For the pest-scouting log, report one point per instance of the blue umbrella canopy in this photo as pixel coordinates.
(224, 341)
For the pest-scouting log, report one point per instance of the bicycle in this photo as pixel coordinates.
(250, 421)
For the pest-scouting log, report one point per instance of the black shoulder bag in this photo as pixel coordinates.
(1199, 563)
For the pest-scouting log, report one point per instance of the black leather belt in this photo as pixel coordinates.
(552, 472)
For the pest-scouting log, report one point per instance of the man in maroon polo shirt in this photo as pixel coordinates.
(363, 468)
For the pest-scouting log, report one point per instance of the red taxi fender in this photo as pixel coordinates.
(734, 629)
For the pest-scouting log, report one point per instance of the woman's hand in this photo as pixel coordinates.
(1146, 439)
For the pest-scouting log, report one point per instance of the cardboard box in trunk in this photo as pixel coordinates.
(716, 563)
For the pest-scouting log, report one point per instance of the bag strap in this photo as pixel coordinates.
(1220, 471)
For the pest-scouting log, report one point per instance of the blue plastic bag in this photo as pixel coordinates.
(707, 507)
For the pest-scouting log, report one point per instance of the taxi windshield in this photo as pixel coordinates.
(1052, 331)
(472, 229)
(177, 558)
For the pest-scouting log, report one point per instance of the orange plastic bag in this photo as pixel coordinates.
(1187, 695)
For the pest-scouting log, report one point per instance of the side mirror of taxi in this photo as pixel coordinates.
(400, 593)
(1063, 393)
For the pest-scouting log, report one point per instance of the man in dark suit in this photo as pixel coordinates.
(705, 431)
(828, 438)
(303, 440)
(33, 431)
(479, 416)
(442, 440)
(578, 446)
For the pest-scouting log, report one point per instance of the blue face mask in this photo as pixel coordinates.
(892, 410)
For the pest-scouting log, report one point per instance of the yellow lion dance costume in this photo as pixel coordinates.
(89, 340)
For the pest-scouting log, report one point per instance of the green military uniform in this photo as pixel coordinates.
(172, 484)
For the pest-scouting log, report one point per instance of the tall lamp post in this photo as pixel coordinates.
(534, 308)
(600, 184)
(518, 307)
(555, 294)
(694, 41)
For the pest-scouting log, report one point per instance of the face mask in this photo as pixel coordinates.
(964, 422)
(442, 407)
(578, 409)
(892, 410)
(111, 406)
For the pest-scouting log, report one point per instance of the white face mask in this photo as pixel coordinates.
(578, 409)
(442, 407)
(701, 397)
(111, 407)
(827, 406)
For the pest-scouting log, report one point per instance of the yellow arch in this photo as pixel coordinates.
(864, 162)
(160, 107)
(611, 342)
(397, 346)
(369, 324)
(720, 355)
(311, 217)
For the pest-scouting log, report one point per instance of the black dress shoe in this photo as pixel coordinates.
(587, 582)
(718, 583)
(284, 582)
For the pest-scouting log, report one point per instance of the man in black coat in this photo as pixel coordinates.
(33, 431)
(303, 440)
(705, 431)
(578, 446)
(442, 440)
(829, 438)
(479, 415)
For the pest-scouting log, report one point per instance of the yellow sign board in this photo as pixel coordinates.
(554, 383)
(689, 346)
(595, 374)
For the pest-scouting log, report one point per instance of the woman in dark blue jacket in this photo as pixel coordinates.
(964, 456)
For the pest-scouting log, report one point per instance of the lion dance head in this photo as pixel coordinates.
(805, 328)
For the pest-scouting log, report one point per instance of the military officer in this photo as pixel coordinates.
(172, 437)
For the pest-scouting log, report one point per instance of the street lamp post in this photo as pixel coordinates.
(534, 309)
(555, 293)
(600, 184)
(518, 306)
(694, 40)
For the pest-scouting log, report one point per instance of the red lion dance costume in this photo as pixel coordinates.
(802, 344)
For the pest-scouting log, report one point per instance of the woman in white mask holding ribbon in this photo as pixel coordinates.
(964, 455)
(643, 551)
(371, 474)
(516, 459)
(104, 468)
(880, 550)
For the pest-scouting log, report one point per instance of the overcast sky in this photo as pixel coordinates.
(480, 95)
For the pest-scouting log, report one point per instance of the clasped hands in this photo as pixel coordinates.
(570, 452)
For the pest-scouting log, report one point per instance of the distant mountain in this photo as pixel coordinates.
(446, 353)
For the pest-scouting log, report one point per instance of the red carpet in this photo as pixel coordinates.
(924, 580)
------------------------------------
* _Your instructions_: Set down each of the entries above verbatim, line for line, in the order given.

* _Expected answer_:
For the pest-scouting log, report one point per instance of the blue umbrella canopy in this photo as pixel coordinates.
(224, 341)
For the pest-scouting log, report one point per instance of the bicycle in this photo as pixel coordinates.
(250, 421)
For the pest-scouting log, report one point per instance of the black shoulder bag in this photo as pixel coordinates.
(1199, 563)
For the pest-scouting log, report one point per instance of the black leather belt in this photo as pixel coordinates.
(552, 472)
For the pest-scouting log, report one point per instance of the man in maroon polo shirt in this photo as pixel coordinates.
(363, 468)
For the pest-scouting log, report one point per instance of the red taxi fender in this photo as pixel coordinates.
(734, 629)
For the pest-scouting log, report one point per instance of the woman's hand in this photo as pixel coordinates.
(1146, 439)
For the pest-scouting log, report one point per instance of the cardboard box in trunk in this photo as pixel coordinates.
(716, 563)
For the pest-scouting log, report one point per instance of the bag strap in this photo as pixel coordinates.
(1220, 471)
For the pest-scouting log, report one point per instance of the blue plastic bag in this photo as pixel coordinates.
(707, 507)
For the pest-scouting log, report one point per instance of the taxi windshield in this photo as pixel coordinates.
(1052, 331)
(472, 229)
(177, 558)
For the pest-scouting log, report one point per instance of the orange plastic bag in this photo as pixel coordinates.
(1187, 695)
For the pest-scouting log, report one point per instance of the side mirror of taxi in this photo as pixel coordinates.
(400, 593)
(1063, 393)
For the pest-scouting log, report one point per instance of the man in dark suit in this photo as pixel coordinates.
(705, 431)
(828, 438)
(303, 440)
(33, 431)
(479, 416)
(442, 440)
(578, 446)
For the pest-scouting log, report one point per instance of the blue face mask in this photo as pixel coordinates.
(892, 410)
For the pest-scouting log, report one point per instance of the yellow lion dance costume in this photo as pixel coordinates.
(89, 340)
For the pest-scouting log, report one point per instance of the green military uniform in this photo as pixel coordinates.
(172, 484)
For the pest-scouting log, report one point per instance of the tall lamp post in this photo as pixel coordinates.
(534, 308)
(600, 184)
(518, 307)
(555, 294)
(694, 41)
For the pest-scouting log, report one point per instance of the face mask in this photo as pixel coordinates.
(964, 422)
(442, 407)
(578, 409)
(892, 410)
(111, 406)
For the pest-scouting log, report one point per instance of the white face mask in this photo as pixel coordinates.
(578, 409)
(442, 407)
(701, 397)
(111, 407)
(827, 406)
For the pest-scouting log, report one point per instance of the yellow arch in this photo as pixel coordinates.
(864, 162)
(160, 107)
(611, 342)
(397, 346)
(369, 324)
(720, 355)
(311, 217)
For the pest-scouting log, report one point per instance of the black dress shoe in this photo as pixel coordinates.
(587, 582)
(718, 583)
(284, 582)
For the pest-scouting log, report one point per instance of the man in black coat in this photo as pixel coordinates.
(33, 431)
(303, 440)
(705, 431)
(578, 446)
(442, 440)
(829, 438)
(479, 415)
For the pest-scouting log, report one point per instance of the yellow sign board in this photo as pixel coordinates.
(554, 383)
(689, 346)
(595, 374)
For the pest-scouting log, report one point per instance of the woman in dark blue jacket in this photo as pixel coordinates.
(964, 456)
For the pest-scouting log, report one point per instance of the lion dance head in this photo as pixel coordinates.
(805, 328)
For the pest-scouting log, report one point per instance of the military officer in this photo as pixel coordinates.
(172, 437)
For the pest-scouting log, report one point per instance of the street lamp post in this photo as pixel coordinates.
(534, 309)
(555, 293)
(600, 184)
(518, 306)
(694, 40)
For the pest-scouting log, report one point per instance of the red lion dance costume in this photo as pixel coordinates.
(802, 344)
For the pest-scouting log, report one point per instance of the woman in white mask holding ribbon in this photo as pixel coordinates.
(964, 455)
(643, 551)
(371, 474)
(516, 459)
(104, 468)
(880, 550)
For the pest-scouting log, report one point per instance of the overcast sky in this photo as pixel coordinates.
(480, 95)
For the pest-scouting log, report one point per instance of the clasped hands in this photo as pixel coordinates.
(570, 452)
For the pest-scouting log, report one point per instance of the distant mountain in this photo as pixel coordinates.
(446, 353)
For the pest-scouting log, report one point per instance of the red carpet in this photo as pixel coordinates.
(924, 580)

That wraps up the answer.